(Rows of box annotation data)
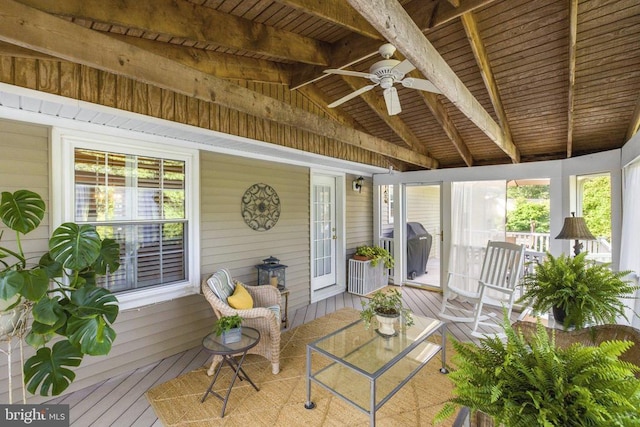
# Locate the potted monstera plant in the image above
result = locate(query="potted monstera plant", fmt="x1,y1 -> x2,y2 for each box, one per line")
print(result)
0,190 -> 120,396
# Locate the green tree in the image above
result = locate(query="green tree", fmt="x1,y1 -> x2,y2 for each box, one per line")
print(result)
507,185 -> 549,200
507,198 -> 549,233
582,175 -> 611,240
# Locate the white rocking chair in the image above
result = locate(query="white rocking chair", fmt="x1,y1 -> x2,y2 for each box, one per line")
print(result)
439,241 -> 525,337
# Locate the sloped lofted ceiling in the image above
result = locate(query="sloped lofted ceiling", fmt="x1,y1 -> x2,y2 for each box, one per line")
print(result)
0,0 -> 640,170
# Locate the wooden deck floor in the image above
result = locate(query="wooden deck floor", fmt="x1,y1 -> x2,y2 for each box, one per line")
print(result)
50,286 -> 512,427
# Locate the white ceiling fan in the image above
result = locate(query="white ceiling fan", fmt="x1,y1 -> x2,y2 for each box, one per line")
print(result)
324,43 -> 442,116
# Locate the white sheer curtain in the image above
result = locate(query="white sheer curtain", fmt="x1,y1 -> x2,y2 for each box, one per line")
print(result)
449,181 -> 507,290
618,159 -> 640,328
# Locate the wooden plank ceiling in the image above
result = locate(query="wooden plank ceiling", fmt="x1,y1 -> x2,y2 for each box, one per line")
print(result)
0,0 -> 640,170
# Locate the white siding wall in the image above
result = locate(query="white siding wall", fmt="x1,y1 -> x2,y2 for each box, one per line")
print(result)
345,175 -> 373,254
200,152 -> 310,313
0,121 -> 360,403
0,120 -> 213,403
0,120 -> 49,403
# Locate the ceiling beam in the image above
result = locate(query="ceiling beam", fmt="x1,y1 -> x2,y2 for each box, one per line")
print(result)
19,0 -> 329,66
348,0 -> 520,163
276,0 -> 382,40
104,33 -> 290,84
0,42 -> 55,59
289,0 -> 495,89
419,91 -> 473,167
567,0 -> 578,158
461,12 -> 513,154
626,96 -> 640,141
341,76 -> 429,155
0,0 -> 437,168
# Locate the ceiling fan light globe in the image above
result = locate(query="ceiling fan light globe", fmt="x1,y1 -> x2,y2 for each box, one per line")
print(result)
400,77 -> 415,88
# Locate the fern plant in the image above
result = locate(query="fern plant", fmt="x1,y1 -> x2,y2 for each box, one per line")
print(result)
518,252 -> 638,329
434,317 -> 640,427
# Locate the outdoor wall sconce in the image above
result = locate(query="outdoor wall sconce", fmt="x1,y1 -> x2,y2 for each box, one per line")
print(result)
353,176 -> 364,193
556,212 -> 596,255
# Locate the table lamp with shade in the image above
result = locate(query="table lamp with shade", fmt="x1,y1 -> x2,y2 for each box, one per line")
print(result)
556,212 -> 596,255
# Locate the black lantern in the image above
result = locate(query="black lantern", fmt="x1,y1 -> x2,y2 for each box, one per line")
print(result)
256,256 -> 287,290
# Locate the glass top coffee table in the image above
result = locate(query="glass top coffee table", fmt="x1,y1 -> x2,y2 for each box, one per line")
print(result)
305,314 -> 448,426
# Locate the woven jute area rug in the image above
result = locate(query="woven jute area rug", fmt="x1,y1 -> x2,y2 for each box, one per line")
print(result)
146,308 -> 454,427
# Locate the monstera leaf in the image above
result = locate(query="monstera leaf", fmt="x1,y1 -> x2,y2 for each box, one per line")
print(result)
67,287 -> 118,356
33,298 -> 66,330
49,222 -> 102,270
24,340 -> 82,396
0,190 -> 45,234
0,270 -> 24,300
20,268 -> 49,301
38,252 -> 64,279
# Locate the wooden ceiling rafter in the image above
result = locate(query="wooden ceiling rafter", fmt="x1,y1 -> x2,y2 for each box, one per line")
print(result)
460,12 -> 513,155
625,96 -> 640,141
420,91 -> 473,167
348,0 -> 520,163
20,0 -> 330,66
0,0 -> 438,169
104,33 -> 291,85
341,76 -> 436,156
276,0 -> 383,40
289,0 -> 495,89
567,0 -> 578,158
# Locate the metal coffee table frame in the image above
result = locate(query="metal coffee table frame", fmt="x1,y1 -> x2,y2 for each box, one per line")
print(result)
305,315 -> 448,426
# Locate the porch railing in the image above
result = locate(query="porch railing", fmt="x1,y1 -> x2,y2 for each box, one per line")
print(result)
379,231 -> 611,281
506,231 -> 611,261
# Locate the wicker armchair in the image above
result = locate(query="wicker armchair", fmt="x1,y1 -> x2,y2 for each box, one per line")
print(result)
201,271 -> 281,375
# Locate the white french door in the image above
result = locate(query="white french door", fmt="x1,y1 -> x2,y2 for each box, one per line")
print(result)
311,173 -> 345,302
311,176 -> 337,292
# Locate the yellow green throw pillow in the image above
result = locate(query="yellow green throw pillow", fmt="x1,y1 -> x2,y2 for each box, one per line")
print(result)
227,283 -> 253,310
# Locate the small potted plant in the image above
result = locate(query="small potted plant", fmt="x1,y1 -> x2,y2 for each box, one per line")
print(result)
354,246 -> 395,268
360,289 -> 413,336
213,313 -> 242,344
519,252 -> 638,329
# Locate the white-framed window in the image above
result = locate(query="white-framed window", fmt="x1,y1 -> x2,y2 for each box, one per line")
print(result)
51,130 -> 199,309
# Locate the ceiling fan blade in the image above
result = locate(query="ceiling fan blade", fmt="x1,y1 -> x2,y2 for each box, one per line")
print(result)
391,59 -> 416,79
383,86 -> 402,116
400,77 -> 442,93
324,68 -> 373,79
327,84 -> 378,108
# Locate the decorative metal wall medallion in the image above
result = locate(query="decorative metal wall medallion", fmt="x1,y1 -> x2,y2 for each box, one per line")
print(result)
240,183 -> 280,231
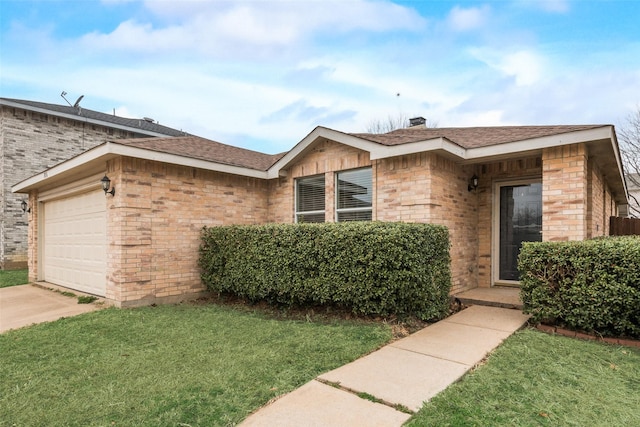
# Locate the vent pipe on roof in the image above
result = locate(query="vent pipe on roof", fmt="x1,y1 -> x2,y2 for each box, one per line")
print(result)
409,117 -> 427,128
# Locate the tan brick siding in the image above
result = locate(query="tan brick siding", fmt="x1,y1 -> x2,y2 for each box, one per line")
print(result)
0,105 -> 136,269
542,144 -> 588,241
107,158 -> 267,306
22,135 -> 615,306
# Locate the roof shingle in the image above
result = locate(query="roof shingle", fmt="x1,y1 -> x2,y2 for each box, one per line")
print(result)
351,125 -> 604,149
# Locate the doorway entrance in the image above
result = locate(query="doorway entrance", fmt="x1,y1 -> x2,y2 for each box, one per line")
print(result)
493,180 -> 542,286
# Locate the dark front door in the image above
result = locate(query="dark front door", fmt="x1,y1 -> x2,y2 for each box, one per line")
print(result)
498,182 -> 542,284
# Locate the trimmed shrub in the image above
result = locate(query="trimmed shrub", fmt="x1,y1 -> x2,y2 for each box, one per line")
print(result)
199,222 -> 451,320
518,237 -> 640,337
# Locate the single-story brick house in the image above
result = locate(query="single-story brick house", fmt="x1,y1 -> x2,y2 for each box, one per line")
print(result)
13,121 -> 627,306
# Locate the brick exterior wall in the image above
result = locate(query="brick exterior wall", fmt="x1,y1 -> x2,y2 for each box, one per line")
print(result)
106,158 -> 268,306
21,135 -> 615,306
542,144 -> 588,241
0,105 -> 136,269
269,140 -> 477,292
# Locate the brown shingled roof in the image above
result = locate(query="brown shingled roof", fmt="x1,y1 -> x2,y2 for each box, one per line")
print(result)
351,125 -> 604,148
112,136 -> 285,171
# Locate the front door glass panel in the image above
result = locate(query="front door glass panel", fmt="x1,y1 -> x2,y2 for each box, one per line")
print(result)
498,182 -> 542,281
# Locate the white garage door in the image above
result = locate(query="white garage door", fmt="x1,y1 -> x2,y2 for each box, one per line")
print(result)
42,190 -> 107,296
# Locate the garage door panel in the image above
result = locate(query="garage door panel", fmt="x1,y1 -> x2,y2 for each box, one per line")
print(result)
43,190 -> 107,296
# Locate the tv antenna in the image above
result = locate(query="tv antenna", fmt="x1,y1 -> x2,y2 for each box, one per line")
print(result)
60,91 -> 73,107
60,91 -> 84,108
73,95 -> 84,108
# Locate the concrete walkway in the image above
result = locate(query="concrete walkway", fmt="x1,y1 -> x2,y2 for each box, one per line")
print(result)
0,285 -> 102,333
241,306 -> 528,427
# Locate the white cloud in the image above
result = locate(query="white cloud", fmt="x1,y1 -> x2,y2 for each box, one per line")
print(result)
83,0 -> 425,58
447,5 -> 489,31
470,48 -> 546,86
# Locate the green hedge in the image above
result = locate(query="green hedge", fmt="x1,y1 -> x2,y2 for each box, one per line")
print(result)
518,237 -> 640,337
199,222 -> 451,320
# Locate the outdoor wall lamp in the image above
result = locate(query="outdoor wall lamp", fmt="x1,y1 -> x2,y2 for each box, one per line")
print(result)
100,175 -> 116,196
469,173 -> 478,191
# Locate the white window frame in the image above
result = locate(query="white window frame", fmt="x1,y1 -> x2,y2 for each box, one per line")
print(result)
334,166 -> 373,222
294,174 -> 327,223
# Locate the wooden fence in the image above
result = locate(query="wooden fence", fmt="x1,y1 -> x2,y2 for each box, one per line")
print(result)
609,216 -> 640,236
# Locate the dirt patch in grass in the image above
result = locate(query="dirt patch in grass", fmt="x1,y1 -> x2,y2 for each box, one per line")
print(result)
187,294 -> 467,340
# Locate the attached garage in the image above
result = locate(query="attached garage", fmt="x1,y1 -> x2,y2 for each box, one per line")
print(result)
41,189 -> 107,296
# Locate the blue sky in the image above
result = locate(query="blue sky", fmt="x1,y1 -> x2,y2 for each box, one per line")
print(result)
0,0 -> 640,153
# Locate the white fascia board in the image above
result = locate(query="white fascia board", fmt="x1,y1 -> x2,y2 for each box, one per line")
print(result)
107,141 -> 267,179
2,100 -> 171,138
11,142 -> 267,193
609,126 -> 629,201
364,137 -> 467,160
465,126 -> 612,160
11,142 -> 114,193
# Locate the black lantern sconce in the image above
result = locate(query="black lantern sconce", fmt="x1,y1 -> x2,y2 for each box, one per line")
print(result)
468,173 -> 479,191
100,175 -> 116,196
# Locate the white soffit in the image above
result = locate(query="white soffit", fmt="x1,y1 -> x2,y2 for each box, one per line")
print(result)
11,142 -> 267,193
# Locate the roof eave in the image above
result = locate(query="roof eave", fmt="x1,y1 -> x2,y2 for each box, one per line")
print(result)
0,99 -> 178,137
11,141 -> 267,193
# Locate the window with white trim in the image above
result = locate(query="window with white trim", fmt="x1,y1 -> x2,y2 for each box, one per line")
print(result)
336,168 -> 373,222
296,175 -> 325,222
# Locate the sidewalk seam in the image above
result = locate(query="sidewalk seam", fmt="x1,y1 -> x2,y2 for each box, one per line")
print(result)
314,377 -> 415,415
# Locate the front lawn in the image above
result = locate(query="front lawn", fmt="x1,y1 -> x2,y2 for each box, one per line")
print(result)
0,269 -> 29,288
0,304 -> 391,426
408,330 -> 640,426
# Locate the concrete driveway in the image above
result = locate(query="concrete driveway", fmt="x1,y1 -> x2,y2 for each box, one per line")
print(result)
0,285 -> 104,333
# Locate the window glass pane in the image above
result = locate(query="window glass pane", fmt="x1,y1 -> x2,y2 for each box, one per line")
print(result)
298,213 -> 324,223
338,211 -> 371,222
296,175 -> 324,213
337,168 -> 373,209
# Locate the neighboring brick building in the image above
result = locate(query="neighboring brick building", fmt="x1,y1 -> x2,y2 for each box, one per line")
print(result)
13,121 -> 627,306
0,98 -> 186,269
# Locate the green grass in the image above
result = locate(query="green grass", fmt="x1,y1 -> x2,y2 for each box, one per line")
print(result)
0,304 -> 391,426
408,330 -> 640,426
0,269 -> 29,288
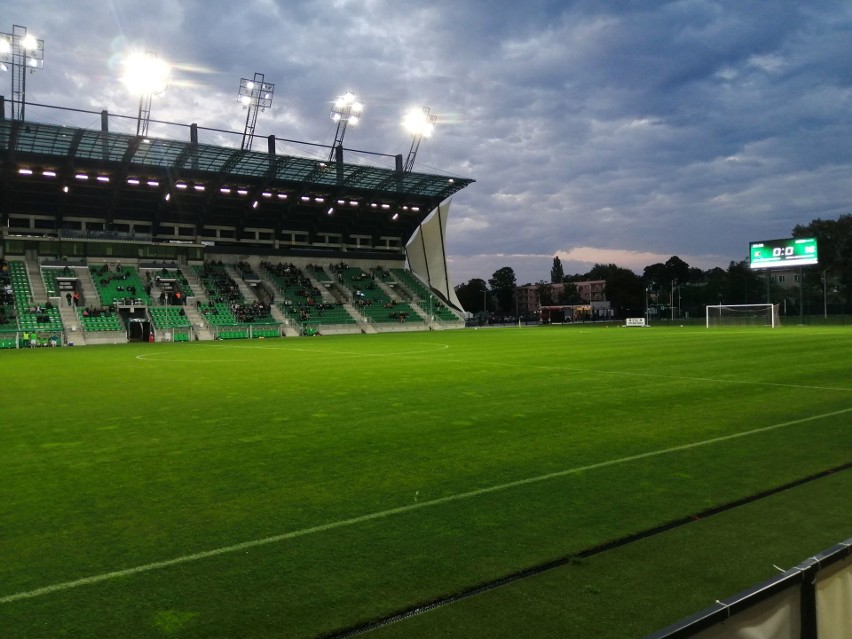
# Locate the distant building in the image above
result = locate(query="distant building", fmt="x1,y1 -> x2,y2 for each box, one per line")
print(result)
515,280 -> 612,318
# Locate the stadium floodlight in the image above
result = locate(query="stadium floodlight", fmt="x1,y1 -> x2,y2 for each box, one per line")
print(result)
402,107 -> 438,173
121,51 -> 171,137
239,73 -> 275,151
0,24 -> 44,120
328,91 -> 364,162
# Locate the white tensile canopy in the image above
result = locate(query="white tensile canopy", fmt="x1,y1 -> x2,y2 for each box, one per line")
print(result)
405,200 -> 464,311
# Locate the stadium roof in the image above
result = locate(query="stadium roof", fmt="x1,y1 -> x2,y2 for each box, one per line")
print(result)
0,112 -> 474,237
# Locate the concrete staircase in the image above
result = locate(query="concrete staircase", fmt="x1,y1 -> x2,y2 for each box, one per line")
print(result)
57,298 -> 86,346
183,306 -> 213,341
24,260 -> 47,304
74,266 -> 102,307
225,264 -> 257,304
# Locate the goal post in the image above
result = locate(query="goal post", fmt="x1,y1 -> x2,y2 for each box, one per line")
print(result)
707,304 -> 781,328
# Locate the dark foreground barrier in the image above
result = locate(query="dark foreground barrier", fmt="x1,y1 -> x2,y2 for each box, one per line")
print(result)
645,538 -> 852,639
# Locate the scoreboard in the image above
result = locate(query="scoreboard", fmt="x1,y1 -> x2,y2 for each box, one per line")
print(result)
749,237 -> 819,269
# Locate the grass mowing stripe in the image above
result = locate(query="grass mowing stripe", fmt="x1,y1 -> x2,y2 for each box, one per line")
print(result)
324,462 -> 852,639
0,408 -> 852,604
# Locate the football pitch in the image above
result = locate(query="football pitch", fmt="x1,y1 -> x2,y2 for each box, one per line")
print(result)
0,326 -> 852,639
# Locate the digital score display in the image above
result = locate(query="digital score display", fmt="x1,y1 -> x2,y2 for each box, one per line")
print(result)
749,237 -> 819,269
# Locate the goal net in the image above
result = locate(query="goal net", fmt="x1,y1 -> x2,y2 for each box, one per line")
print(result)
707,304 -> 781,328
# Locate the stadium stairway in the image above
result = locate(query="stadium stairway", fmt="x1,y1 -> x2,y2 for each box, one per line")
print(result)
225,264 -> 257,304
57,300 -> 86,346
74,266 -> 103,308
184,304 -> 213,341
24,260 -> 47,304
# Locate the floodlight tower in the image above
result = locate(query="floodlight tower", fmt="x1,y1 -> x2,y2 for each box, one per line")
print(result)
122,51 -> 171,137
328,92 -> 364,162
402,107 -> 438,173
239,73 -> 275,151
0,24 -> 44,120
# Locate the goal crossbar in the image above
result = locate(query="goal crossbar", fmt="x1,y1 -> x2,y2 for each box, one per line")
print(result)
707,304 -> 781,328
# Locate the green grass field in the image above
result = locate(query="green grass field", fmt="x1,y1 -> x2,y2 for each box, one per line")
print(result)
0,326 -> 852,638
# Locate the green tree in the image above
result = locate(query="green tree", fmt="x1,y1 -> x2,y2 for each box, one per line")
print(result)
535,282 -> 554,306
793,213 -> 852,308
586,264 -> 645,317
455,278 -> 488,313
488,266 -> 517,313
557,282 -> 582,304
550,255 -> 565,284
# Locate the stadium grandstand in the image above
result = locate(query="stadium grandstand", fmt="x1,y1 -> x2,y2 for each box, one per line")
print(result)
0,97 -> 473,348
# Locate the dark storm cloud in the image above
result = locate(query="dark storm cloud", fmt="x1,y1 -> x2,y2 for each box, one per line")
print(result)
0,0 -> 852,281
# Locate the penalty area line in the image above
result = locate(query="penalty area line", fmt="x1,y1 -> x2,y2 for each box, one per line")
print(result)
0,408 -> 852,604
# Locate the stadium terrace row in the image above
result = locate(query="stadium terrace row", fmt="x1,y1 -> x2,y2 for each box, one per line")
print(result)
0,258 -> 464,348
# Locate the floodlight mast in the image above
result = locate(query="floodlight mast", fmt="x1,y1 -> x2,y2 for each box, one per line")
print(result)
239,73 -> 275,151
124,51 -> 170,137
328,92 -> 364,162
402,107 -> 438,173
0,24 -> 44,120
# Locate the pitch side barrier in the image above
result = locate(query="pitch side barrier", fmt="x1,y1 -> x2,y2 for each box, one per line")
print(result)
645,538 -> 852,639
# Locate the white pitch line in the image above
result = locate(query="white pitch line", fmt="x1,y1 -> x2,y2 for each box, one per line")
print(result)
0,408 -> 852,604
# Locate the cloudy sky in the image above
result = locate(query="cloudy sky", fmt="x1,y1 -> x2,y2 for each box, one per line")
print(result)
0,0 -> 852,283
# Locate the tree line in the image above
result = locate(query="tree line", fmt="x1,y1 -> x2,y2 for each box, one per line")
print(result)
455,214 -> 852,318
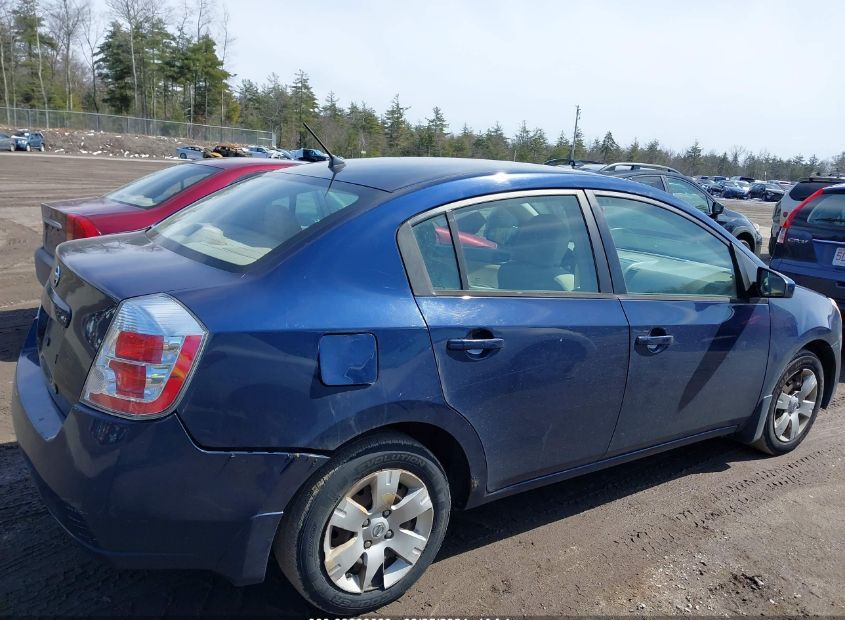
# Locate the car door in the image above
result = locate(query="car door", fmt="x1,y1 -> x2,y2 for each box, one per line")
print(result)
400,191 -> 629,490
595,193 -> 769,456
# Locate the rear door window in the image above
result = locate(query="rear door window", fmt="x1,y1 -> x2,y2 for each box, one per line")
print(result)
666,177 -> 710,213
598,196 -> 737,297
404,194 -> 598,293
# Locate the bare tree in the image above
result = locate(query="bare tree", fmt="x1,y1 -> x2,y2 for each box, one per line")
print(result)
194,0 -> 214,41
106,0 -> 155,114
80,0 -> 103,112
220,4 -> 235,125
47,0 -> 86,110
33,1 -> 50,129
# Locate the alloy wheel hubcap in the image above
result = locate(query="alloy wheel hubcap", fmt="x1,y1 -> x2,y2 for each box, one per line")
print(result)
774,368 -> 819,443
323,469 -> 434,594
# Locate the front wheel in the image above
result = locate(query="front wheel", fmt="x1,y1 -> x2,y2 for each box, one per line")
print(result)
755,350 -> 824,454
273,433 -> 451,616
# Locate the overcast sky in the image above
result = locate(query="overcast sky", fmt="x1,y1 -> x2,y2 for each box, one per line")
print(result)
97,0 -> 845,157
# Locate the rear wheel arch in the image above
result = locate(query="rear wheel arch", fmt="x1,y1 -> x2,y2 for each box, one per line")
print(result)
801,340 -> 838,408
332,420 -> 487,509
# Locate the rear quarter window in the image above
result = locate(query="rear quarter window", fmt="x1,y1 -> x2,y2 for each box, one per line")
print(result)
789,181 -> 831,202
799,194 -> 845,226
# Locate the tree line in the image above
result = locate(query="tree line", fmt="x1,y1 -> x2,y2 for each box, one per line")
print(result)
0,0 -> 845,179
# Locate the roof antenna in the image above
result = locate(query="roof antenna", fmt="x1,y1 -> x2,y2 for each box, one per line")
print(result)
302,121 -> 346,174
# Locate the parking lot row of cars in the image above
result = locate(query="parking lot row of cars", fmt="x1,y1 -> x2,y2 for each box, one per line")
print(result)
546,159 -> 763,254
176,143 -> 329,162
0,129 -> 47,153
693,176 -> 793,202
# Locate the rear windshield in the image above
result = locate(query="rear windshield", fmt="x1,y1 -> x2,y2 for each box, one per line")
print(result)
106,164 -> 219,209
153,173 -> 381,267
789,181 -> 833,202
807,194 -> 845,226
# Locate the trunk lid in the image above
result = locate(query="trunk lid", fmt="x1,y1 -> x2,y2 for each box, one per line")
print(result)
36,232 -> 243,414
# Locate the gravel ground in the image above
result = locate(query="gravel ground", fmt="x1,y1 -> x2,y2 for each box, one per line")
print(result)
0,153 -> 845,617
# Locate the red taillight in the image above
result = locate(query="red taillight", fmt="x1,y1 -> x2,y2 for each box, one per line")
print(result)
114,332 -> 164,364
65,213 -> 100,241
83,295 -> 206,417
777,189 -> 824,243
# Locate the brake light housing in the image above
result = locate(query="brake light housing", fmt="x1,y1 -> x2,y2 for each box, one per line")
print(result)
777,188 -> 824,244
82,294 -> 208,419
65,213 -> 100,241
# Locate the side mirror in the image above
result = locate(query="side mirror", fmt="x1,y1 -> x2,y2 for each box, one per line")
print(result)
756,267 -> 795,298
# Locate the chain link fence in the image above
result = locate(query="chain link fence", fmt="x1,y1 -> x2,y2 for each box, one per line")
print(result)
0,107 -> 276,146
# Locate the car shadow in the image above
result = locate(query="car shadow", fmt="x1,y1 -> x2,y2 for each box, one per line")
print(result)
0,440 -> 758,617
0,308 -> 38,362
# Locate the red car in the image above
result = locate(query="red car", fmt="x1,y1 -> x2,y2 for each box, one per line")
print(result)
35,159 -> 299,285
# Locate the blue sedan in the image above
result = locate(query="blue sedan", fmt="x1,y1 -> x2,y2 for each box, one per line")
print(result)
12,158 -> 841,615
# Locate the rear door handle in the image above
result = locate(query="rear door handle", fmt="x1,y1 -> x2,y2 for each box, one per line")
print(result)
446,338 -> 505,351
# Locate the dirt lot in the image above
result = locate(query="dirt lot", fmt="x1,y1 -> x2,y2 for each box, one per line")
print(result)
0,153 -> 845,617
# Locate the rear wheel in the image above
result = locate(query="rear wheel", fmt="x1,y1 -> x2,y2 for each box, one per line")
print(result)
273,433 -> 451,615
755,350 -> 824,454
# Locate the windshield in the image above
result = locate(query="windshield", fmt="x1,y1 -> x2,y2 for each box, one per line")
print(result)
106,164 -> 218,209
153,173 -> 381,267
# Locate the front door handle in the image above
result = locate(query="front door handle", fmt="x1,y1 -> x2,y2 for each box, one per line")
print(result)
446,338 -> 505,351
636,329 -> 675,353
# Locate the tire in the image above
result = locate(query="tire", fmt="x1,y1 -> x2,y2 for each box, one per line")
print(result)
273,432 -> 451,616
754,349 -> 824,455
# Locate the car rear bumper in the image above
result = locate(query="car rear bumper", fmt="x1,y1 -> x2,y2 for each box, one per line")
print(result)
12,330 -> 326,585
35,246 -> 54,286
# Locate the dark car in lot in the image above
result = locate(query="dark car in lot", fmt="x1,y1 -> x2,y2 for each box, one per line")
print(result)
771,184 -> 845,307
12,158 -> 841,617
12,129 -> 47,153
0,133 -> 15,151
35,159 -> 295,284
748,183 -> 785,202
613,169 -> 763,254
719,180 -> 751,200
769,176 -> 845,255
699,179 -> 722,196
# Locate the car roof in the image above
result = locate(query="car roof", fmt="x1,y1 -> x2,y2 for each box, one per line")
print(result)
280,157 -> 584,192
193,157 -> 292,170
602,168 -> 692,182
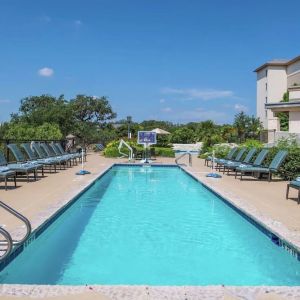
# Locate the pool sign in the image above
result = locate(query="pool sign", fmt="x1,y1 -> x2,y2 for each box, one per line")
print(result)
138,131 -> 156,145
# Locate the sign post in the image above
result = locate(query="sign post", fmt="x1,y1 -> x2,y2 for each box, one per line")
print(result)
138,131 -> 156,164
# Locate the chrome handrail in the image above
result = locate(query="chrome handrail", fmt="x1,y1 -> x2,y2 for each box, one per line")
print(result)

Exercise directions: Rewrite the entries from the line containing "# Locate the white-framed" down through the line containing "409,117 -> 427,128" as a two-column CSV headed input and output, one row per entry, with the entry's text under input and its answer under output, each in a single quoted field with line breaks replaced by spaces. Omit the pictures.

Solved exercise:
input,output
"# Locate the white-framed window in the image above result = locate(query=""white-framed window"", fmt=""x1,y1 -> x2,y2 for each box, one per line"") print(result)","51,130 -> 199,309"
"# Locate the ceiling fan blade in the image above result = locate(query=""ceiling fan blade"", fmt=""x1,y1 -> x2,y2 for each box, one per line"") print(result)","391,59 -> 416,79 383,86 -> 402,116 400,77 -> 442,93 324,68 -> 373,79 327,84 -> 378,108"
"# Locate the decorative metal wall medallion in the image above result = locate(query=""decorative metal wall medallion"", fmt=""x1,y1 -> x2,y2 for each box, one per line"") print(result)","240,183 -> 280,231"
"# Locate the vent pipe on roof in the image above result = locate(query=""vent pipe on roof"", fmt=""x1,y1 -> x2,y2 for each box, one per line"") print(result)","409,117 -> 427,128"